[Records in a dataset]

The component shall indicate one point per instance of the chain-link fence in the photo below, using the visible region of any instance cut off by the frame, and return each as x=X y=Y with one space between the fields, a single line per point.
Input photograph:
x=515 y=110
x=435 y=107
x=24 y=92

Task goal:
Reproduce each of the records above line for line, with no changes.

Solution to this exercise:
The component shall indicate one point per instance of the chain-link fence in the photo below, using the visible region of any instance cut off by the frame, and return each as x=X y=Y with one space between the fields, a single line per point.
Input photograph:
x=515 y=110
x=435 y=107
x=24 y=92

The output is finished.